**** Excerpted passage

Though initially intended only to help his family understand faith, The Shack, as well as Young’s later books, also attempt to combat a perceived decline in faith and growing disillusionment with religion. Indeed, some Pew Research Center polls have shown that the number of Americans who do not practice religion or who have left the religion they were raised in are on the rise. Young’s book attempts to make it easier for readers to maintain their faith even in the face of growing disillusionment with the church. Young has also said that he hopes his unconventional portrayal of God as a black woman in The Shack, as well as characters in his other novels who are people of color, can help to dispel racism. The Shack’s success also reflects a unique moment in publishing, when technology has made it possible for amateur writers like Young to reach wide audiences. After the manuscript was widely rejected by a swathe of both religious and secular publishers, Young self-published the book with a few friends and spend around $300 to create a website for it. From there, word of the book spread on the internet, which also facilitated bulk orders of the book by churches and religious groups who then resold the book at a profit. In 2008 The New York Times wrote that sales from the book’s website likely accounted for a greater-than-average portion of the book’s sales, demonstrating that access to online publishing and distribution methods were important to the book’s success.

********

→ **Problem**:
In the passage about The Shack, how does Young portray God in that book?

**** Excerpted data

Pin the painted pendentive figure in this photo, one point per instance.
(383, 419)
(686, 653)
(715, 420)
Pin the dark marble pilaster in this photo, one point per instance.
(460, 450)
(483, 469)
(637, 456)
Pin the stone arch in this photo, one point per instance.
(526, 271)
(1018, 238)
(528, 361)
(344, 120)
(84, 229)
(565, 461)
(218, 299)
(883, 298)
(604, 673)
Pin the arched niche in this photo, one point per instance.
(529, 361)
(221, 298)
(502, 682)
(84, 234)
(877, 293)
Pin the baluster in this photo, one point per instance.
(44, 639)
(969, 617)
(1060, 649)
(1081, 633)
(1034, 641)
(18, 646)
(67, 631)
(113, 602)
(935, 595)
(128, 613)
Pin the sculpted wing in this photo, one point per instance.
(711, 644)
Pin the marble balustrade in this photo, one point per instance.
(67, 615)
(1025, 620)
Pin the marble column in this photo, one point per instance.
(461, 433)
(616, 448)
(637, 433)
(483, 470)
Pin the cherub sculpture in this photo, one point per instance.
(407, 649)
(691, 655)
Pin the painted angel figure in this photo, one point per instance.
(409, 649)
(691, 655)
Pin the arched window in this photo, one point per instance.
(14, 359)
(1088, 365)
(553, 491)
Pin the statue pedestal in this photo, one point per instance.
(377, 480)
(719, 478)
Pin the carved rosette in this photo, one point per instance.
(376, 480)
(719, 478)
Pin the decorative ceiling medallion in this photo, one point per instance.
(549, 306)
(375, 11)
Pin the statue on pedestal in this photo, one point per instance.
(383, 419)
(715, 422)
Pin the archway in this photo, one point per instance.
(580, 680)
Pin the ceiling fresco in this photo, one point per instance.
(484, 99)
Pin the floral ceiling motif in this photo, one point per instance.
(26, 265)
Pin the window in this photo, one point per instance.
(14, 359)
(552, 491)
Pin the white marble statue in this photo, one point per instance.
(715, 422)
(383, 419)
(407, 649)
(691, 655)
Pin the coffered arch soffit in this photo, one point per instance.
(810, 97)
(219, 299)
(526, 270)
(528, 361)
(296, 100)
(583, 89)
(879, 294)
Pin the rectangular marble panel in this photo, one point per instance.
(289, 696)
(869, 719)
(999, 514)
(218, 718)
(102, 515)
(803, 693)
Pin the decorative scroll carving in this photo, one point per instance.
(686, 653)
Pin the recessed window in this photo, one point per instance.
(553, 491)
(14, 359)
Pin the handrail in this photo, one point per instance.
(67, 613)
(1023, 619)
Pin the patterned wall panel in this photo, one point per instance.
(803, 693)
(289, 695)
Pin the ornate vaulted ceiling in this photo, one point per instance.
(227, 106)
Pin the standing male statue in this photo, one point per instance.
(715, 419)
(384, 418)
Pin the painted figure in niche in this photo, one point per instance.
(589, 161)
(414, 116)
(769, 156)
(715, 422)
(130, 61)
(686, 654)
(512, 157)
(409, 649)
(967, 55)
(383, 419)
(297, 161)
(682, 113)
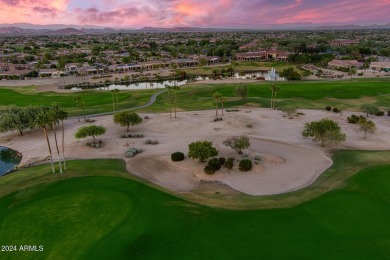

********

→ **Complete output**:
As a black woman.